§ Exercise goal:
Reproduce every record below exactly, with the pictures left out.

[Region pointing data]
***

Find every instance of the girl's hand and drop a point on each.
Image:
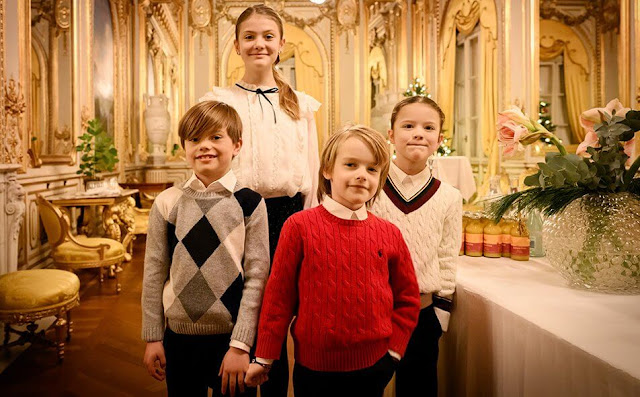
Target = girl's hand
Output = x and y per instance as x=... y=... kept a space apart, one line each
x=233 y=369
x=154 y=360
x=256 y=375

***

§ Task answer:
Find every instance of the girl's hand and drop a point on each.
Image:
Target = girl's hand
Output = x and y per instance as x=... y=... kept a space apart, one line each
x=233 y=369
x=154 y=360
x=256 y=375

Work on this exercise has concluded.